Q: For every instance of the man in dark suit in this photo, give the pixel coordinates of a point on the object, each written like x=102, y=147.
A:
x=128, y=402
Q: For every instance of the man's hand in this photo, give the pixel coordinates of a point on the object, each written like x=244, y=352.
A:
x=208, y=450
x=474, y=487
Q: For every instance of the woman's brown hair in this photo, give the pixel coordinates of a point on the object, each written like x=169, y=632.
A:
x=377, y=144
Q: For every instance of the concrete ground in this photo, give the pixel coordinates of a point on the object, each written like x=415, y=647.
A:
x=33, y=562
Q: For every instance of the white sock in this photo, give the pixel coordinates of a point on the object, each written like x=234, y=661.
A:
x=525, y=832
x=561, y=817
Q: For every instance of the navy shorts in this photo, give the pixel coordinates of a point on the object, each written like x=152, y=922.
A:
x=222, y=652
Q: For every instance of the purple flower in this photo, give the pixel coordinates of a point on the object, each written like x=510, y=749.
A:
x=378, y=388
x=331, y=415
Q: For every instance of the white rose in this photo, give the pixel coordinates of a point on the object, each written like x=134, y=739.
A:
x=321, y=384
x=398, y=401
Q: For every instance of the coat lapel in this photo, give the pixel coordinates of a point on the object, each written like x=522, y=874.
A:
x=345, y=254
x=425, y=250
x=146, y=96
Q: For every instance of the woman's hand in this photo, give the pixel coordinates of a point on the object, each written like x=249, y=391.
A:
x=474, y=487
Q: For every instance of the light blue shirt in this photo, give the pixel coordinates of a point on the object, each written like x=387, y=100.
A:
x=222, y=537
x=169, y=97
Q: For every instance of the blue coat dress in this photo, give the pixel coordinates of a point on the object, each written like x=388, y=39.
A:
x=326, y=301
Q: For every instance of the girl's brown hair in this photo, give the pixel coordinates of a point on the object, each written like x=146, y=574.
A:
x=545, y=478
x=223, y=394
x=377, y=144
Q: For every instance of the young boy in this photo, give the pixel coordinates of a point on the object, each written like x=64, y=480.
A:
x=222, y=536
┄┄┄┄┄┄┄┄┄┄┄┄┄┄┄┄┄┄┄┄
#### Request:
Return every line above as a JSON array of strings, one string per line, skipping blank lines.

#### Output of the exercise:
[
  "Q: For every instance of the man in dark suit in this photo, give the pixel coordinates of a point on the object, each written like x=102, y=147.",
  "A:",
  "x=128, y=402",
  "Q: For every instance of the man's hand in this photo, give the pixel coordinates of a point on the object, each written like x=244, y=352.",
  "A:",
  "x=208, y=450",
  "x=474, y=487",
  "Q: For every instance of the woman's brown hair in this photo, give the pixel coordinates of a point on the object, each written like x=169, y=632.",
  "A:",
  "x=377, y=144",
  "Q: For every instance of the concrete ground in this photo, give the pixel coordinates of a point on the object, each written like x=415, y=647.",
  "A:",
  "x=33, y=562",
  "Q: For every instance of the white sock in this photo, give the pixel coordinates of a point on the object, each written like x=234, y=661.",
  "A:",
  "x=525, y=832",
  "x=561, y=817",
  "Q: For every instance of the navy shorts in this photo, give the pixel coordinates of a point on the object, each written like x=152, y=922.",
  "A:",
  "x=222, y=652",
  "Q: For every instance of the purple flower in this photo, give the pixel coordinates of a point on the object, each written like x=510, y=749.",
  "A:",
  "x=378, y=388",
  "x=331, y=415",
  "Q: For every instance of the white rose in this photo, give the pixel coordinates of a point on the object, each written like x=134, y=739.",
  "A:",
  "x=321, y=384",
  "x=398, y=401",
  "Q: For every instance of the coat lapel in this photo, give the pixel coordinates of a point on the object, each written like x=522, y=874.",
  "A:",
  "x=345, y=254",
  "x=425, y=250",
  "x=146, y=96",
  "Q: For every instance of the woman's hand in this photo, give the pixel coordinates of a point on the object, each written like x=249, y=391.",
  "A:",
  "x=474, y=487",
  "Q: For every instance of the light blue shirt in this photo, give the pixel coordinates of a point on the object, each written like x=387, y=100.",
  "A:",
  "x=222, y=537",
  "x=169, y=97",
  "Q: For every instance of the blue coat dress in this photo, give the pixel coordinates of a point on the object, each written like x=388, y=39.",
  "A:",
  "x=326, y=301",
  "Q: For every instance of the girl's brown hair in this photo, give the pixel coordinates of a point on the object, each written like x=146, y=574.",
  "A:",
  "x=545, y=478",
  "x=223, y=394",
  "x=377, y=144",
  "Q: For every instance of the young boy in this photo, give the pixel coordinates of a point on the object, each written like x=64, y=480.",
  "A:",
  "x=222, y=536"
]